━━ Source extract

LDC graduation: Govt proposes duty cut, change in trade rules

In the budget for FY26, the government has proposed reducing import duties on certain goods and amending trade rules to enhance competitiveness in preparation for the country's impending graduation from the list of least developed countries (LDCs).
However, economists and industry leaders argue that the measures are insufficient to tackle the multifaceted challenges that lie ahead.
Beyond the implications of LDC graduation, global disruptions such as the Russia-Ukraine war, instability in the Middle East, and retaliatory tariffs from the US, demand a thorough reassessment of Bangladesh's existing tariff structure.
To this end, the government has proposed reorganising the current six-tier customs duty system by introducing a new 3 percent tier and adding a 40 percent supplementary duty slab to the existing twelve-tier structure.
As part of broader trade reforms and in preparation for tariff negotiations with the US, import duties on 110 products are proposed to be eliminated, while duties on 65 products are to be reduced.
Additionally, supplementary duties on nine products will be fully withdrawn and those on 442 others will be reduced. These measures aim to ease the tax burden and minimise anti-export bias.
Essential goods will remain unaffected, with zero tariff rates retained for 52 items, including food staples, fertilisers, seeds, life-saving medicines, cotton, and key industrial raw materials.
Duty concessions are also proposed to be expanded for the import of raw materials used in all types of pharmaceutical production, including cancer drugs and active pharmaceutical ingredients.
To support local manufacture of agricultural machinery, tariffs on parts used to manufacture combined harvesters will be reduced.
To streamline business operations, new systems, namely the "Central Bonded Warehouse" and "Free Zone Bonded Warehouse", have been introduced to simplify bond management, cutting delays in raw material imports for export-oriented industries.
Recognising the need to rationalise the tariff regime post-graduation, the budget proposes the elimination of all existing tariff values.
Minimum values on 84 products will be withdrawn, while the minimum value for 23 products will be revised upward to bring them in line with realistic benchmarks, marking progress toward abolishing minimum value practices in the post-LDC era.
Despite these steps, Dhaka University economics Professor Selim Raihan said the proposed measures fall short of adequately preparing the country for LDC graduation.
"There is still uncertainty in the investment climate and overall business environment," he said. "Preparations remain uneven, and without stronger measures, the country may face significant challenges post-graduation."
Raihan, also executive director of the South Asian Network on Economic Modeling, added that the proposed budget lacks a roadmap for alternative support mechanisms for export-oriented sectors after the withdrawal of cash subsidies, even though the National Tariff Policy outlines potential alternatives. "Such support should not be limited to a few sectors that are already benefiting," he added.

━━━━
━━ Extracted records

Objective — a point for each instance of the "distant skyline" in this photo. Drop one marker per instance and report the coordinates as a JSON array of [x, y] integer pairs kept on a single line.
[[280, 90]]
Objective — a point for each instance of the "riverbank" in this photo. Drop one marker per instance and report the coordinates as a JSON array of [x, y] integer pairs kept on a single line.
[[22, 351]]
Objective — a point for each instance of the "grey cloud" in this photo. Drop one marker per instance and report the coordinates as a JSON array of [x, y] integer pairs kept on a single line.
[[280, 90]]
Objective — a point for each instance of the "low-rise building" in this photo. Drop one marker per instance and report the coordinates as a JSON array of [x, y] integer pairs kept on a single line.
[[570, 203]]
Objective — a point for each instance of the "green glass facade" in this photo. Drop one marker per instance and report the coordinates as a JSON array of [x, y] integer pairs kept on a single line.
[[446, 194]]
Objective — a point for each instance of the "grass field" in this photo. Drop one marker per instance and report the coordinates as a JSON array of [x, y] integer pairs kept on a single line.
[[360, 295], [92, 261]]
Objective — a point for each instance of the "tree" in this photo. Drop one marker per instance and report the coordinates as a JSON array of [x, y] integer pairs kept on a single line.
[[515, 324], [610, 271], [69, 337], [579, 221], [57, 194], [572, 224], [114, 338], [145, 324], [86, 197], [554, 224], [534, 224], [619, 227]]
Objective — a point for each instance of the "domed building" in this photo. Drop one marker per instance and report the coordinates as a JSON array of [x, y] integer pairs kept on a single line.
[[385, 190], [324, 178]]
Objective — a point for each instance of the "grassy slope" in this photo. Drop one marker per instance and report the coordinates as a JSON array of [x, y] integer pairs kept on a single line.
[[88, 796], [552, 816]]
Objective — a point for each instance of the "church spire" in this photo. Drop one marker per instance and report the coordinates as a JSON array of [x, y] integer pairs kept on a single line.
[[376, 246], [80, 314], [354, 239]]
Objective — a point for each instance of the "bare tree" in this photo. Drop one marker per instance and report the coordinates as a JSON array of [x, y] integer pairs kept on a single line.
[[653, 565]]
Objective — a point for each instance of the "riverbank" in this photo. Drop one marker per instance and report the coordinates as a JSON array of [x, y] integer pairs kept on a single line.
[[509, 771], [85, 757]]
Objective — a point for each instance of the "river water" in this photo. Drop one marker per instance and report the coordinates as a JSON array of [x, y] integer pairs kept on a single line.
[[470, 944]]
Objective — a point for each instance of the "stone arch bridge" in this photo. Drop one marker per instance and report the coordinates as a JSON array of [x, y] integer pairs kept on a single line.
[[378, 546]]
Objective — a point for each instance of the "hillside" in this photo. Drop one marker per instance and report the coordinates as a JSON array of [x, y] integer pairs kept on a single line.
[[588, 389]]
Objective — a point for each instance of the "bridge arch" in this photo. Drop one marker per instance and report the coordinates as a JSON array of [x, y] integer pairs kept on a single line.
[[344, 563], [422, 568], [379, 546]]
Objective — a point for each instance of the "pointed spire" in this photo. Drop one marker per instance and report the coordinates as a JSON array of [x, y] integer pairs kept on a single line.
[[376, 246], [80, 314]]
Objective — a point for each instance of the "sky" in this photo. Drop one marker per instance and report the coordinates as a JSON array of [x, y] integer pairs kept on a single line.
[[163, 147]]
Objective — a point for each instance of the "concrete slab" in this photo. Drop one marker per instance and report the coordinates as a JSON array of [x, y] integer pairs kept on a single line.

━━━━

*Questions on the material*:
a - Answer these questions about the LDC graduation article, one line each:
(i) On how many products are import duties proposed to be eliminated?
(ii) For how many items are zero tariff rates retained?
(iii) Which Dhaka University economics professor said the proposed measures fall short?
b - Copy the LDC graduation article from "In the budget" to "existing tariff structure.", substituting "analysts" for "economists".

*Numbered responses*:
a -
(i) 110
(ii) 52
(iii) Selim Raihan

b -
In the budget for FY26, the government has proposed reducing import duties on certain goods and amending trade rules to enhance competitiveness in preparation for the country's impending graduation from the list of least developed countries (LDCs).
However, analysts and industry leaders argue that the measures are insufficient to tackle the multifaceted challenges that lie ahead.
Beyond the implications of LDC graduation, global disruptions such as the Russia-Ukraine war, instability in the Middle East, and retaliatory tariffs from the US, demand a thorough reassessment of Bangladesh's existing tariff structure.